Data entries:
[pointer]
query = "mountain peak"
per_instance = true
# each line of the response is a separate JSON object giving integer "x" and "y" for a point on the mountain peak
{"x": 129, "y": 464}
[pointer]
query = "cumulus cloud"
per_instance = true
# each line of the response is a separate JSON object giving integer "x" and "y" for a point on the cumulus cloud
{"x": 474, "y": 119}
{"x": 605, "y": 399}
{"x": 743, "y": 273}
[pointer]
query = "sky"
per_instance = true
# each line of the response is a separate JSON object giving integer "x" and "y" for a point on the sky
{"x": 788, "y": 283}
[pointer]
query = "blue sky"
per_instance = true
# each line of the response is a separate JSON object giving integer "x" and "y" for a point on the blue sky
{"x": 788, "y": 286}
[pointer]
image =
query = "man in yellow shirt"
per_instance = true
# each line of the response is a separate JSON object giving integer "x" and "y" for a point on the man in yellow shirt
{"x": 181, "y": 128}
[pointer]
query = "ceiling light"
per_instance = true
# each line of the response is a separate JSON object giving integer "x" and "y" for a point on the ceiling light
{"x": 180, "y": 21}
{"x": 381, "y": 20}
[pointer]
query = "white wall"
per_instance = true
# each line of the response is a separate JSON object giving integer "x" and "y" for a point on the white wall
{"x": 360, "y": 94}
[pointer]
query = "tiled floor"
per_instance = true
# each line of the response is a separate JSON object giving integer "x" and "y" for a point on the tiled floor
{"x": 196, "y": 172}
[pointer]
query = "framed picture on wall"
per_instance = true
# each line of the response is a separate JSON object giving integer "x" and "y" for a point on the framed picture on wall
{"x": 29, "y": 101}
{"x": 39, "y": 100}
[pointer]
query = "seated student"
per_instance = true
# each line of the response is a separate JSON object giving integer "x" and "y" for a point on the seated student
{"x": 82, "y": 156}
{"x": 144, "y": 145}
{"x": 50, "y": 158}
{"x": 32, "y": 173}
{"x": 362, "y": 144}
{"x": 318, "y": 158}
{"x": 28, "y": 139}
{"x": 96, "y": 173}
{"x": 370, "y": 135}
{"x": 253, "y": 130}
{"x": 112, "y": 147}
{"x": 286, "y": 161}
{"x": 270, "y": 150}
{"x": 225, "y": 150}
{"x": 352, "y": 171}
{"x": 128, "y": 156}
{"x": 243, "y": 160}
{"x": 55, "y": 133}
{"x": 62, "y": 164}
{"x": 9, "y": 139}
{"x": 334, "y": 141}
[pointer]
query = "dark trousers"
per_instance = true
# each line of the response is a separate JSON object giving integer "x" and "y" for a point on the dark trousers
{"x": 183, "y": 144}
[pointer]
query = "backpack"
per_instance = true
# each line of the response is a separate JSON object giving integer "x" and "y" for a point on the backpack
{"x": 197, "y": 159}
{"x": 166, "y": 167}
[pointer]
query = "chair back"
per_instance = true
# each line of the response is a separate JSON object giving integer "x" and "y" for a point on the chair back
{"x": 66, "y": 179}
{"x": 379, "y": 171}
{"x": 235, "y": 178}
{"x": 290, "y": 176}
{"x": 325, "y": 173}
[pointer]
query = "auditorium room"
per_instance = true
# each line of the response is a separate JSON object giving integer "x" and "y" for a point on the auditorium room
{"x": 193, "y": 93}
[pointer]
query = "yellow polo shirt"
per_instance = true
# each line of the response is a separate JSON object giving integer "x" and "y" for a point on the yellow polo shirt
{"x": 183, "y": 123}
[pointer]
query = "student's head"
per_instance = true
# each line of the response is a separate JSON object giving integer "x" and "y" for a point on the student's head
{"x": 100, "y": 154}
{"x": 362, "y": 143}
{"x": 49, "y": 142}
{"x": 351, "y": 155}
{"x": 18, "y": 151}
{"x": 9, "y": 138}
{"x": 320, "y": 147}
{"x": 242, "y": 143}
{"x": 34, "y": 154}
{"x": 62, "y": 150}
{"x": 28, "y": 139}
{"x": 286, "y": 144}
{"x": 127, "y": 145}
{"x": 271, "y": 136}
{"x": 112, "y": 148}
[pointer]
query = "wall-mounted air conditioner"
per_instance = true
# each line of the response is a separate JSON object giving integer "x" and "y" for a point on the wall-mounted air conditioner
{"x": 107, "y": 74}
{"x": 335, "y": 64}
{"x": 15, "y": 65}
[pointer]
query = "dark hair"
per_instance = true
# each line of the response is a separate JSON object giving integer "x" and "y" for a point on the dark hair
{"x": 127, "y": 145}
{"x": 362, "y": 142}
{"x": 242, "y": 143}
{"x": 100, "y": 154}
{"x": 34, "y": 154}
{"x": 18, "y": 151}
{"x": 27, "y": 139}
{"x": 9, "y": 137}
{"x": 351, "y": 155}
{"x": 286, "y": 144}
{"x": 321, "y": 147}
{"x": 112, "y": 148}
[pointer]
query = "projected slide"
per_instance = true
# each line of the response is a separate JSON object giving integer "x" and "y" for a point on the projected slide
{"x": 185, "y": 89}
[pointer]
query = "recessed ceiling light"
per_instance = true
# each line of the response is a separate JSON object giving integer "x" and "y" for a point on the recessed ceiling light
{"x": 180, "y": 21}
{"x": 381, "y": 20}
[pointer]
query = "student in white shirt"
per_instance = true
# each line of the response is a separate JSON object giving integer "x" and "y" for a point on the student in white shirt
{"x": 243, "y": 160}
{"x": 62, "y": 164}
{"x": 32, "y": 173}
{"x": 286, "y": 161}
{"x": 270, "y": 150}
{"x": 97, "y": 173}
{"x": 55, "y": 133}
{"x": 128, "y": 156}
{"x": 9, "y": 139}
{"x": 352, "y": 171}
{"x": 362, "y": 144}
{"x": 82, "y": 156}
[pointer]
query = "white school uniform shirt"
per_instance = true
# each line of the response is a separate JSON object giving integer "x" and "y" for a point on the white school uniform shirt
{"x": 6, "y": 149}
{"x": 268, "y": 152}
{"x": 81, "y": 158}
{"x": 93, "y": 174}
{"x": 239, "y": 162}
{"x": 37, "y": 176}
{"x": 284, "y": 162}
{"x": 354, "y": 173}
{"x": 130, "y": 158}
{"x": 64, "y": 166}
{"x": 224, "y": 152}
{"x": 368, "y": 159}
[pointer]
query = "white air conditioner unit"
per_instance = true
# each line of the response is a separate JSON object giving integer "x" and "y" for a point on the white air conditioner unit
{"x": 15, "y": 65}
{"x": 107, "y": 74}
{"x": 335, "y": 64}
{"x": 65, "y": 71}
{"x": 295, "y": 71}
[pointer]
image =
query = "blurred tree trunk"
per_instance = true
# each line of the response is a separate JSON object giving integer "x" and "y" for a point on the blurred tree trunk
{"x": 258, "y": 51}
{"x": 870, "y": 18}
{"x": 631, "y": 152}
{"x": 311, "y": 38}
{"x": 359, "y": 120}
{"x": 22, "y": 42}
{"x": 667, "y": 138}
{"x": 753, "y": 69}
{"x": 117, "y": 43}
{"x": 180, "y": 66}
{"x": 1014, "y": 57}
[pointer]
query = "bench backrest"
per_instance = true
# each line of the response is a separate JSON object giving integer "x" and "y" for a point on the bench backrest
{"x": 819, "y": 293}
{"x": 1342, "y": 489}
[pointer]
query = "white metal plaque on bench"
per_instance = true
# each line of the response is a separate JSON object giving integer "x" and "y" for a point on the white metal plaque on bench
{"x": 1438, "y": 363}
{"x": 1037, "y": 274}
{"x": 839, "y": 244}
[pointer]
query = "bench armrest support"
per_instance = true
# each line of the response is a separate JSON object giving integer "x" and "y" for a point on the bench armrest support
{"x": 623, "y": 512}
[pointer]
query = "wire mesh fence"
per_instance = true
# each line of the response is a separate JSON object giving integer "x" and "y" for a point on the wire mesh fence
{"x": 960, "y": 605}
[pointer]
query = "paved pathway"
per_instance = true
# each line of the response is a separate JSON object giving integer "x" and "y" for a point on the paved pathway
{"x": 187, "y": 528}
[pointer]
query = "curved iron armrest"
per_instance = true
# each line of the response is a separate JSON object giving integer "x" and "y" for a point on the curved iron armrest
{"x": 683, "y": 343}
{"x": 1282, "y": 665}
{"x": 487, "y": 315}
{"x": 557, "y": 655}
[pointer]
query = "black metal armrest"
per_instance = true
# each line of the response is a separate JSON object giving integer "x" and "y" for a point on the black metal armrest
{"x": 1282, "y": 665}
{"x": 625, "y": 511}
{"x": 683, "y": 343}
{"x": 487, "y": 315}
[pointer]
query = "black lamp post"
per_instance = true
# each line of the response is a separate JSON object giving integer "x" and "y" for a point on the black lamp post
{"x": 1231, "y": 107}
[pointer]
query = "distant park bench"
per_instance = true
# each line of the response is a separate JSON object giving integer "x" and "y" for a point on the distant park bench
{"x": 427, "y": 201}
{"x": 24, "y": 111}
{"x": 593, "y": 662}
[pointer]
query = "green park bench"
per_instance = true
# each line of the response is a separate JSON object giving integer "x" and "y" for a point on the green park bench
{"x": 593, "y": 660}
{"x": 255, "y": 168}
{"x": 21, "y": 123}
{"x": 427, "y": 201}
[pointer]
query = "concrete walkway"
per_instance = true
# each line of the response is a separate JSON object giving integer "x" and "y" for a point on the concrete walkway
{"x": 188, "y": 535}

Task requirements: The required answer is the line with "the green park bench" plus every line after it to the end of the entries above, transcribed exactly.

The completed task:
# each line of the response is a separate JSON object giving integer "x" and "y" for a point on the green park bench
{"x": 593, "y": 660}
{"x": 255, "y": 168}
{"x": 21, "y": 123}
{"x": 427, "y": 201}
[pointer]
query = "concrete walkway"
per_instance = true
# each line of the response is a separate JSON object giving integer "x" and "y" for a point on the concrete walkway
{"x": 188, "y": 535}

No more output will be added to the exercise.